* [DIRECTIONS FOR THIS TASK]
Print the records again, character for character.

[Dataset entries]
• • • •

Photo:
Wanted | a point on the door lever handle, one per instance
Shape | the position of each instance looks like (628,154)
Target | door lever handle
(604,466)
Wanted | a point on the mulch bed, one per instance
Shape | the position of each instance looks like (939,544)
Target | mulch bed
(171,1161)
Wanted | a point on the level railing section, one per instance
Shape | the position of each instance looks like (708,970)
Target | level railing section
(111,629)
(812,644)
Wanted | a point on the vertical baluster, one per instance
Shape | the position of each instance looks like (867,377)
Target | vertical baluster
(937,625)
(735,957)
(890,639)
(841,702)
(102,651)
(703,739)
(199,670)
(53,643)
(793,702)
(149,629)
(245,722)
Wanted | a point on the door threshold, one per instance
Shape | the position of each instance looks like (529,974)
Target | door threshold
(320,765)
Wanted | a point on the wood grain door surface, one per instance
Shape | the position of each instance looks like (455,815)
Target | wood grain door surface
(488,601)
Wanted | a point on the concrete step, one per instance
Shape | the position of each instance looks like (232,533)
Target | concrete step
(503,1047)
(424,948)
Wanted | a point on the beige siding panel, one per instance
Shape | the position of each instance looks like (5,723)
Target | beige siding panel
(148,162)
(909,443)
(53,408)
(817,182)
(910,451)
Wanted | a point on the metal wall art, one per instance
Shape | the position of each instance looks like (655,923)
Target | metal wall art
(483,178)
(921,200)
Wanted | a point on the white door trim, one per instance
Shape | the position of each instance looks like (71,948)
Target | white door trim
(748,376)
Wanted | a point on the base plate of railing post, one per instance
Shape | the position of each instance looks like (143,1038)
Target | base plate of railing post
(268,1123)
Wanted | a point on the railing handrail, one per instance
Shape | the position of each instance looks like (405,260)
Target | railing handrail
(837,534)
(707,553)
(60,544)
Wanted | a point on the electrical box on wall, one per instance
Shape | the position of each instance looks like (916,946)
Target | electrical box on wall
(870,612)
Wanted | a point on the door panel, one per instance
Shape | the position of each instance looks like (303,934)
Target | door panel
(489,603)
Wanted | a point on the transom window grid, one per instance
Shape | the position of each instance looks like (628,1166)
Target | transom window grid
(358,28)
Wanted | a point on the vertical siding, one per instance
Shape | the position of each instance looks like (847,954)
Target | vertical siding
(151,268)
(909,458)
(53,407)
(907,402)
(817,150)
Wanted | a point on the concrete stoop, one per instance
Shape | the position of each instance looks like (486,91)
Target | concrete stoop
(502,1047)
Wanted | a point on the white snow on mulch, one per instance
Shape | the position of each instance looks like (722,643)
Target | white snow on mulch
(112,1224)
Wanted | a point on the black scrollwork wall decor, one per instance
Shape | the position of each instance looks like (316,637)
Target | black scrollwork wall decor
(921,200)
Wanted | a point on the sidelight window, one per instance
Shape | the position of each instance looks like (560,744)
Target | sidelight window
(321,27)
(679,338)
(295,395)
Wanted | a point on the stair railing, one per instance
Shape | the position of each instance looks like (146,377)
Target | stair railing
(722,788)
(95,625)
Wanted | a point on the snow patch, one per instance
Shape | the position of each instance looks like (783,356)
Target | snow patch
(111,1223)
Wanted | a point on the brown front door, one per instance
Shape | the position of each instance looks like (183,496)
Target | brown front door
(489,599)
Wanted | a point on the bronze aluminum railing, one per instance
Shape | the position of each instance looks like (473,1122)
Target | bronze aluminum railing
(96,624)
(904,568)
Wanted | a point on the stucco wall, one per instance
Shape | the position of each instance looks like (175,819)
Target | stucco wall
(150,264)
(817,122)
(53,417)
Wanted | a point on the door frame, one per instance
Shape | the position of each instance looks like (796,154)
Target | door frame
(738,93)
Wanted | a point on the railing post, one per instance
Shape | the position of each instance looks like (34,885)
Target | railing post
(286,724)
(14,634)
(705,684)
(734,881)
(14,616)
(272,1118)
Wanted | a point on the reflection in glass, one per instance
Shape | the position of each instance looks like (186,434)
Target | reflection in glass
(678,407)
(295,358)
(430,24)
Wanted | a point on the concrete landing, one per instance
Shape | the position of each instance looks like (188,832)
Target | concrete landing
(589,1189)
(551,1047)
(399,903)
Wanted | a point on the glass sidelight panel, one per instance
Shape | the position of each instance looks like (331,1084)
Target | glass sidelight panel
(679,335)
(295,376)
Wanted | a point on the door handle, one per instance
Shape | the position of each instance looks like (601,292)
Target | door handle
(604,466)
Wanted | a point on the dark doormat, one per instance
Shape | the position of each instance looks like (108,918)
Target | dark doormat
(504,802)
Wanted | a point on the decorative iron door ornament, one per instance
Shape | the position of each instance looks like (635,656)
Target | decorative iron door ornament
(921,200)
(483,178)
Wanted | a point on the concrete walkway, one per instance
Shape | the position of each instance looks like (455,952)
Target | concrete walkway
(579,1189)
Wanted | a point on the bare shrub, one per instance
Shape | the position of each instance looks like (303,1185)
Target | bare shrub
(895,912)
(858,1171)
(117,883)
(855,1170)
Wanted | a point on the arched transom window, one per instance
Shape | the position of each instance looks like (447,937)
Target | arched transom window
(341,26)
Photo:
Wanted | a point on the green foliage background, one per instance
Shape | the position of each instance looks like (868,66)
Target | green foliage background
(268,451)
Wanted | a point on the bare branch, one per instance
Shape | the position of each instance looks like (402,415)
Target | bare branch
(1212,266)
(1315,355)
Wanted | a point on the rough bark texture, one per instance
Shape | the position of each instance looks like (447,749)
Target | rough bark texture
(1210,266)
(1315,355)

• • • •

* [SOLUTION TO THIS PROBLEM]
Photo:
Wanted | a point on the door lever handle, one per instance
Shape | the position of each instance looks like (628,154)
Target | door lever handle
(604,466)
Wanted | a point on the mulch bed, one per instance
Shape | the position of each instance looks like (939,544)
Target | mulch bed
(171,1161)
Wanted | a point on the level railing section, one per instance
Shape | the position of each instance looks like (708,970)
Target | level railing section
(111,629)
(812,644)
Wanted | a point on the vertical baluster, one per instance
Shape | the position of each instance looks like (867,377)
Target | vertical baluster
(937,625)
(735,957)
(890,639)
(841,702)
(102,651)
(703,739)
(199,670)
(53,643)
(793,702)
(149,629)
(245,722)
Wanted | a point on the door threshold, one per instance
Shape | the position of each instance looks like (529,974)
Target | door threshold
(320,765)
Wanted | a point on the wood grain door surface, one per instance
Shape | the position of each instance looks like (455,815)
Target | wood grain door surface
(488,601)
Wanted | a point on the concrete step, one per instance
Shape | the position of each instance looks like (232,533)
Target | concrete step
(503,1047)
(424,948)
Wanted | a point on the beige siding panel, one per instance
Shape | the position of each instance looks like (5,723)
Target | beige siding panel
(148,162)
(909,443)
(53,408)
(817,182)
(910,451)
Wanted | a point on the metal wall art, one per instance
Shape | the position of each instance looks like (655,923)
Target | metal wall art
(483,178)
(921,200)
Wanted | a point on the white door trim, one per instance
Shape | the position of each instance looks like (71,948)
Target | white door trim
(748,376)
Wanted | a point on the base plate of railing post, one per instance
Shape | the position of each instance looks like (143,1038)
Target | base plate of railing post
(268,1123)
Wanted | a point on the railing handrail, one per instance
Shape | the position of each instance looks like (405,260)
Target | railing handrail
(837,534)
(707,553)
(60,544)
Wanted | a point on the electrical box on wall, one per instance
Shape | the position of each instance looks like (916,946)
Target | electrical box on wall
(870,612)
Wanted | a point on the door panel, one per instance
Shape | the position of each instance looks like (303,934)
Target | door panel
(489,603)
Wanted | a point on the transom window grid, one per instance
Shape | the position of each instance looks like (628,1166)
Target | transom window grid
(358,28)
Wanted | a point on the vertical siding, one per instance
Shape | the position of each instance looks like (847,954)
Target | vertical siding
(151,268)
(909,458)
(53,407)
(907,402)
(817,150)
Wanted | a point on the concrete stoop, one per instance
Shape | the position of each instance looks like (486,91)
Target | concrete stoop
(502,1047)
Wanted | a point on the white snow on mulch, one per instance
Shape | the position of each instance looks like (722,643)
Target | white snow on mulch
(112,1224)
Wanted | a point on the black scrollwork wall decor, one per instance
Shape | the position of each instance looks like (316,637)
Target | black scrollwork wall decor
(921,200)
Wanted | a point on the sidelight window, one per instance
Shape | the position of each instance looks like (560,744)
Target | sidelight window
(321,27)
(679,338)
(295,395)
Wanted | a point on the stair railing, one per instance
Shape | the position of each instance looks like (146,377)
Target | stair railing
(722,788)
(95,625)
Wanted | a point on the snow patch, one per instance
Shape | the position of each instance looks like (783,356)
Target | snow patch
(111,1223)
Wanted | a point on the brown front door, one per instance
Shape | the position of each instance looks like (183,496)
Target | brown front door
(489,599)
Wanted | a point on the bronze aluminum railing, one per instance
Shape | the position of each instance looks like (473,1122)
Target | bronze aluminum railing
(96,624)
(904,568)
Wanted | a point on the stucco wall, one per instance
Shape | the position of each instance looks like (175,819)
Target | stucco wall
(150,264)
(817,122)
(53,417)
Wanted | a point on the door frame, one per instance
Shape | the position of each instance looks like (796,154)
Target | door frame
(738,93)
Wanted | a point on the railing post, one per instance
Shape | the position of each instance looks like (34,885)
Target | railing post
(286,724)
(14,634)
(705,684)
(734,881)
(14,616)
(272,1118)
Wanted | a point on the reflection in glass, one per instance
Shape | the position of each instance looks like (186,434)
Target | reflection in glass
(678,407)
(295,358)
(430,24)
Wanted | a point on the concrete landing, one per instance
Shape | the position of each instance looks like (188,832)
Target | concrete landing
(589,1189)
(551,1047)
(399,903)
Wanted | a point on the glass sidelight panel, one per instance
Shape | the position of each instance looks like (331,1084)
Target | glass sidelight panel
(679,335)
(295,376)
Wanted | a point on the door handle, one per instance
Shape | the position of each instance looks like (601,292)
Target | door handle
(604,466)
Wanted | a point on the dark doormat, one per instance
Shape | the position of each instance looks like (108,918)
Target | dark doormat
(504,802)
Wanted | a point on the decorative iron door ornament, one per instance
Shape | the position of each instance looks like (635,656)
Target | decorative iron door ornament
(921,200)
(483,178)
Wanted | a point on the concrete walkway, one per instance
Shape | the position of each instance looks like (455,952)
Target | concrete walkway
(579,1189)
Wanted | a point on the bare shrub, one per instance
Shape | the position of each instance looks like (303,1185)
Target | bare shrub
(895,912)
(858,1171)
(117,883)
(855,1170)
Wanted | a point on the arched transom window, one per instance
Shape | the position of each instance looks like (447,937)
Target | arched transom window
(341,26)
Photo:
Wanted | a point on the green foliage background, one per instance
Shape | the position of each instance looks like (868,66)
Target | green foliage background
(268,451)
Wanted | a point on the bare branch, one per instance
Shape | the position of each instance looks like (402,415)
Target | bare branch
(1212,266)
(1315,355)
Wanted | a point on the rough bark texture, one per instance
Shape | the position of each instance looks like (447,749)
Target | rough bark texture
(1210,266)
(1315,355)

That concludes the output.